◆ WHAT THIS TASK INVOLVES: Starting with the line that contains "model.predict_boxes — Locates the rusty cannon" and going on through the line that contains "model.predict_boxes — Locates the patch", convert those lines into a JSON list of strings with one string per line, leaving out blank lines.

◆ DATA FOR THIS EXERCISE:
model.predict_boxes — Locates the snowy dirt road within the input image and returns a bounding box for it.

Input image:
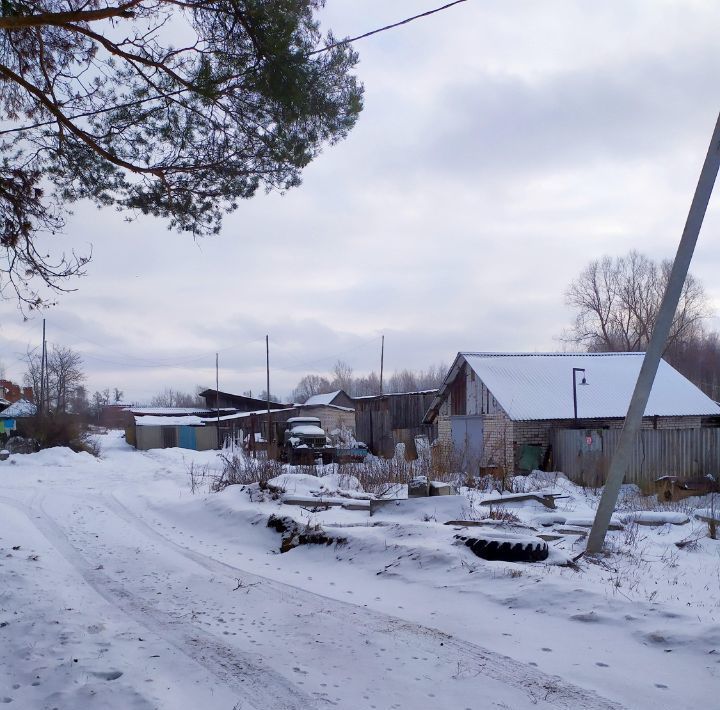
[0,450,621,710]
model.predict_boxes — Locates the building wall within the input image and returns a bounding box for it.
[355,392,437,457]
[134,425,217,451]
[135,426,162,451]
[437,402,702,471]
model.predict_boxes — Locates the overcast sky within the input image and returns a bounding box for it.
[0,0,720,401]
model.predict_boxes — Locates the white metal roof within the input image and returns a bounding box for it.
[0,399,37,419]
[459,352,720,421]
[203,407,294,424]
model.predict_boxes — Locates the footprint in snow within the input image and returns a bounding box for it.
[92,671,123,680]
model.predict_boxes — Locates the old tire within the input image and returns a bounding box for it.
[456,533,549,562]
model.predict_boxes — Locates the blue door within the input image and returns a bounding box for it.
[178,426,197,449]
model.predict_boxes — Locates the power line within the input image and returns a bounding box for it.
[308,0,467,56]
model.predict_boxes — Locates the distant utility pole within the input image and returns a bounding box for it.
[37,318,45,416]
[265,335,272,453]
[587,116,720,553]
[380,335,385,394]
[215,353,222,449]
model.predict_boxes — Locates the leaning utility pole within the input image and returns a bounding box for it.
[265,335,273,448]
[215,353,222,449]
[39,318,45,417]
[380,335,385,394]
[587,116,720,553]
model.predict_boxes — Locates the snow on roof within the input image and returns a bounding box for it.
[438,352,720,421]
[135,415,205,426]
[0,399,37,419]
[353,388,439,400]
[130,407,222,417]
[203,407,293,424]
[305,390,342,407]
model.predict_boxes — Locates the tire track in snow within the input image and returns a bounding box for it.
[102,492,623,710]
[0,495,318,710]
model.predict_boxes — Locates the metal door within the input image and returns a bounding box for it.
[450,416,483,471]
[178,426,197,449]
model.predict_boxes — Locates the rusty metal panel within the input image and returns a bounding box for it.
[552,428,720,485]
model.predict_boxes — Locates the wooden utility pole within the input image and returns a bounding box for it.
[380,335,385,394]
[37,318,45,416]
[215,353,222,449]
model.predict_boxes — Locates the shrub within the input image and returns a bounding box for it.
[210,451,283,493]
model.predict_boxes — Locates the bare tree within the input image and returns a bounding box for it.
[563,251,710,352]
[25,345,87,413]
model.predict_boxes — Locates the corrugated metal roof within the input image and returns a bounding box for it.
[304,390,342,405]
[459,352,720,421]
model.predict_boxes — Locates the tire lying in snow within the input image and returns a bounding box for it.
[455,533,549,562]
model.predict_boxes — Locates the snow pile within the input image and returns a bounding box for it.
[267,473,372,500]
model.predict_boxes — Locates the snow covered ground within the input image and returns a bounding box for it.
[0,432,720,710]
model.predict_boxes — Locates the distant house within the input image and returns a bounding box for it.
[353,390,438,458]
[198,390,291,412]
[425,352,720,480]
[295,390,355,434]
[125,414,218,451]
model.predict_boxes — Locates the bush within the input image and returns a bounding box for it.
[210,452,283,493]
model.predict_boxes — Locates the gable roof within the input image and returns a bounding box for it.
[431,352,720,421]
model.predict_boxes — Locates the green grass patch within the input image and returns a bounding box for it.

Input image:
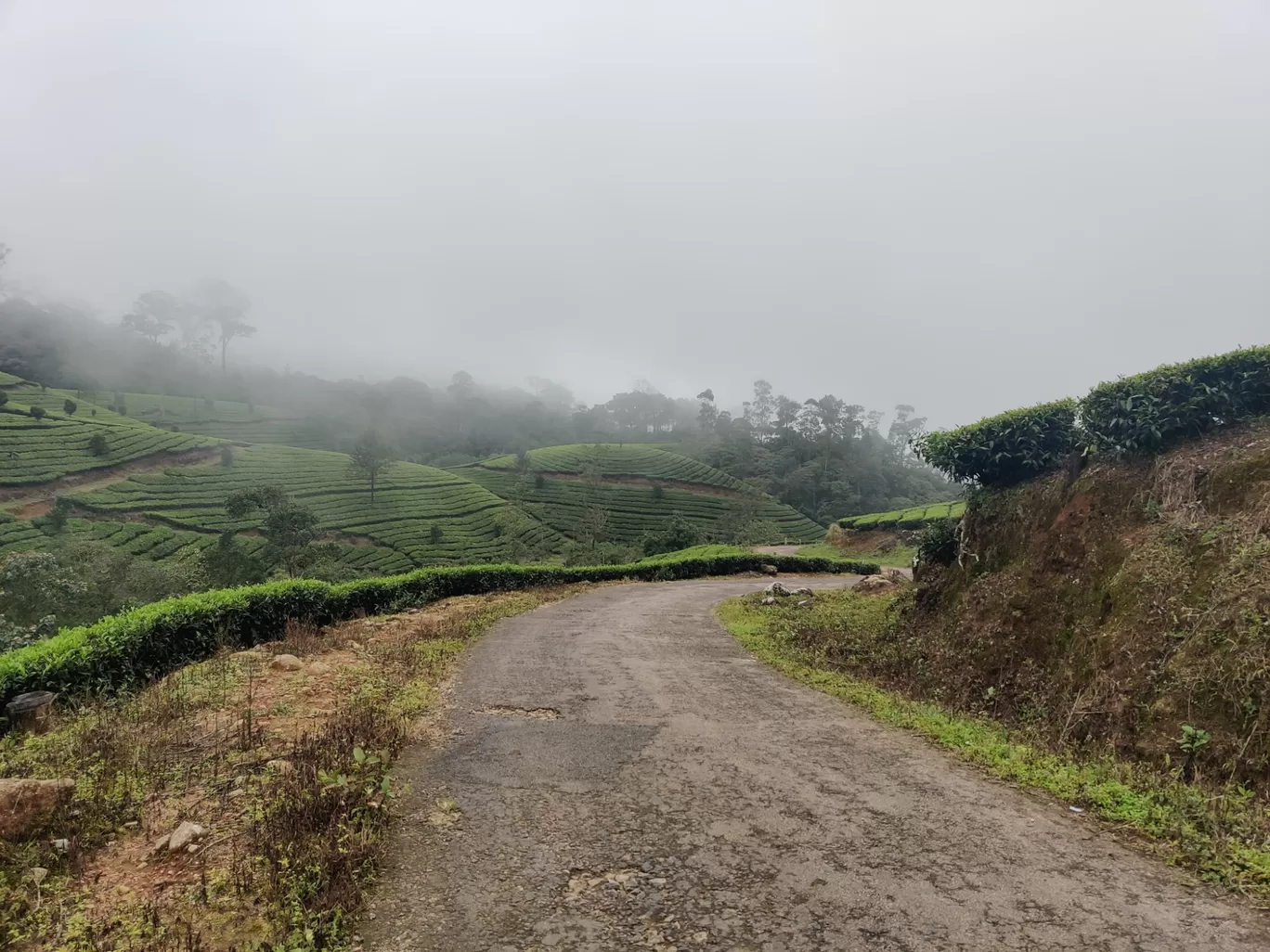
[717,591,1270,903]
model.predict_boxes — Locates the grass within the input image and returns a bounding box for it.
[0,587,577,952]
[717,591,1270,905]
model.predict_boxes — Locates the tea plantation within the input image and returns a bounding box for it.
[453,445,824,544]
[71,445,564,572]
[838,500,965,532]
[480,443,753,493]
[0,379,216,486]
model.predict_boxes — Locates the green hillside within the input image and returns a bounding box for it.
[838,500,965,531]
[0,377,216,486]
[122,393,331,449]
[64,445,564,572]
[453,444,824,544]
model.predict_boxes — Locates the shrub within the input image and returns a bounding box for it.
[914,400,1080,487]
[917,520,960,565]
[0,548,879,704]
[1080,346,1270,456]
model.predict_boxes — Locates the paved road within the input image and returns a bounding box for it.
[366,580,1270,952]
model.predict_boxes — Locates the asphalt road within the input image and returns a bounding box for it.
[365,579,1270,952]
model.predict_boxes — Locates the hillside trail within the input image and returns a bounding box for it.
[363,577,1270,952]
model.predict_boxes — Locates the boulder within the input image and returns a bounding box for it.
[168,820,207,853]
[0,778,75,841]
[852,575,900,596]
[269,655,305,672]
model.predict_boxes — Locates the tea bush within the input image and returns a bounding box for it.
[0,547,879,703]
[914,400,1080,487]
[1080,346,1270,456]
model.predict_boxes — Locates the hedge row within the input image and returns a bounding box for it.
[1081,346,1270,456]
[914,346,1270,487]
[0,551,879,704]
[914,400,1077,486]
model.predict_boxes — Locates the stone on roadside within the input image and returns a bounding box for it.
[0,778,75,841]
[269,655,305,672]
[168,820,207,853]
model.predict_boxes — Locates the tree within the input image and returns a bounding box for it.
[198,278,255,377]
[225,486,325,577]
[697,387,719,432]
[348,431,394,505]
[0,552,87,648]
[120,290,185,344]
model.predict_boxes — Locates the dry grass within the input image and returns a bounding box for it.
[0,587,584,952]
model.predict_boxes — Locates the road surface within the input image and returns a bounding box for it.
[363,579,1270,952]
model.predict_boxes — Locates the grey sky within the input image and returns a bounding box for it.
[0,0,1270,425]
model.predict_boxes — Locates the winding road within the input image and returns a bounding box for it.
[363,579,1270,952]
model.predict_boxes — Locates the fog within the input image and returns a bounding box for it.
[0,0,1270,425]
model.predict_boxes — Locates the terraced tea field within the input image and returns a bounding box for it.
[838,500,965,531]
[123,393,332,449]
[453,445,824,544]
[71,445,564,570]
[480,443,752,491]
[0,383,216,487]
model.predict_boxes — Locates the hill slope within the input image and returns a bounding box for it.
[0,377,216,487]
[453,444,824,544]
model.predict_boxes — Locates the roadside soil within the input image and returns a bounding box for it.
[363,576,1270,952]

==

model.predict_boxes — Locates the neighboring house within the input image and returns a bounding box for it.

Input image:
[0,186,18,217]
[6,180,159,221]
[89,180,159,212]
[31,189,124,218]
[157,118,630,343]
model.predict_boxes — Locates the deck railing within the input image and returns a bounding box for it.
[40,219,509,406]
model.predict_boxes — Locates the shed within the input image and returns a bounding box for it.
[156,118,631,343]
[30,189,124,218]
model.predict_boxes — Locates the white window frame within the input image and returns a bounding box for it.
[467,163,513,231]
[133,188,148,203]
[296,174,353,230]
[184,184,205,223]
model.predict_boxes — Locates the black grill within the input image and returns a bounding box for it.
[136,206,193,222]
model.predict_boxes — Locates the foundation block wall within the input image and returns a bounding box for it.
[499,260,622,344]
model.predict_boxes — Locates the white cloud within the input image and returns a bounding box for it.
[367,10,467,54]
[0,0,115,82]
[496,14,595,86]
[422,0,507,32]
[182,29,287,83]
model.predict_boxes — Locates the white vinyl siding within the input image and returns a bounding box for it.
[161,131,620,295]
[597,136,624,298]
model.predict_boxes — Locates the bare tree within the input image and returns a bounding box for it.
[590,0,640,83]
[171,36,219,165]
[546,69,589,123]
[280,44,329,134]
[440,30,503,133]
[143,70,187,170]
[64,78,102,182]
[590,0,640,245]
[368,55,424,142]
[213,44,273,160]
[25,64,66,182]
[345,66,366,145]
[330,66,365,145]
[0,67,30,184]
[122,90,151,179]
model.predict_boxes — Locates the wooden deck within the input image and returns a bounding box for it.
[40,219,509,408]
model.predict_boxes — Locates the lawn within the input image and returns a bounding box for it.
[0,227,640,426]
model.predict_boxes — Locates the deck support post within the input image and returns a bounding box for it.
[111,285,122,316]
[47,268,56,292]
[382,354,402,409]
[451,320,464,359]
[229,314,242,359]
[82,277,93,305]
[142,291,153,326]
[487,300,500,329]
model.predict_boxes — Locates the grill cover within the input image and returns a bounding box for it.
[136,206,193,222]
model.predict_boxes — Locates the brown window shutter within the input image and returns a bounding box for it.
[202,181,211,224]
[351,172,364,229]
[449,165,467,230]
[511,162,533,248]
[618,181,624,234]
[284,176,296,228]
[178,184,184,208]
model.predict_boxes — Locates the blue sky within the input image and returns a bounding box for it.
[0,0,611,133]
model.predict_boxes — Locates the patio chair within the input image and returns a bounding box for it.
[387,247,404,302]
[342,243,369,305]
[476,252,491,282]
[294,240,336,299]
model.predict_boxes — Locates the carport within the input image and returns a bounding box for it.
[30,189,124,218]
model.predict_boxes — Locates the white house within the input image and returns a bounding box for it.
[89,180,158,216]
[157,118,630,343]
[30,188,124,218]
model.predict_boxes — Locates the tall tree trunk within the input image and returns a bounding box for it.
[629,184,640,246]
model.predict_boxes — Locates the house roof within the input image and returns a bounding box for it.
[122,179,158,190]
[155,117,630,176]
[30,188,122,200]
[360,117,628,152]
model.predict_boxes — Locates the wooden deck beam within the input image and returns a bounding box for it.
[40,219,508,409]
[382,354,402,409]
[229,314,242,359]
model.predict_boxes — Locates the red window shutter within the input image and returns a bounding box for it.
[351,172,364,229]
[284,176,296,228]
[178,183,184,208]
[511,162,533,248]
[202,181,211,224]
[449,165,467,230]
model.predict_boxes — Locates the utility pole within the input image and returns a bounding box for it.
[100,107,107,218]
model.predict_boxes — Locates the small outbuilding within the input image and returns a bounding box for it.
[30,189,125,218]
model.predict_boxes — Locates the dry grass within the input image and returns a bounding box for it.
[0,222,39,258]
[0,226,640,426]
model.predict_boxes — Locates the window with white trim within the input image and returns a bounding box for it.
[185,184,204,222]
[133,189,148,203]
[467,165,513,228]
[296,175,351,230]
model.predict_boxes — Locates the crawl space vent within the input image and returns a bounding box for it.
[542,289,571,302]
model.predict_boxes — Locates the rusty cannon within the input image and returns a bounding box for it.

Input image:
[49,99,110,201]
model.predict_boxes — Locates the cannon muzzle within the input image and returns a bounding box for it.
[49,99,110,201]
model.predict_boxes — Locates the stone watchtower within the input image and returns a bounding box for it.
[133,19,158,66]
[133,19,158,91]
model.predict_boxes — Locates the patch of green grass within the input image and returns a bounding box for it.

◆ THE RESPONSE:
[
  "model.predict_boxes — Locates the rusty cannon within the input image and returns a bounding box for it.",
  "Input image:",
  "[49,99,110,201]",
  "model.predict_boxes — Locates the cannon muzzle within the input image and returns a bounding box for it.",
  "[49,99,110,201]",
  "model.predict_boxes — Locates the stone watchtower within the input image and returns a bounding box for it.",
  "[133,19,158,66]",
  "[133,19,158,91]",
  "model.predict_boxes — Locates the patch of green grass within the input image and returns a bounding box for it."
]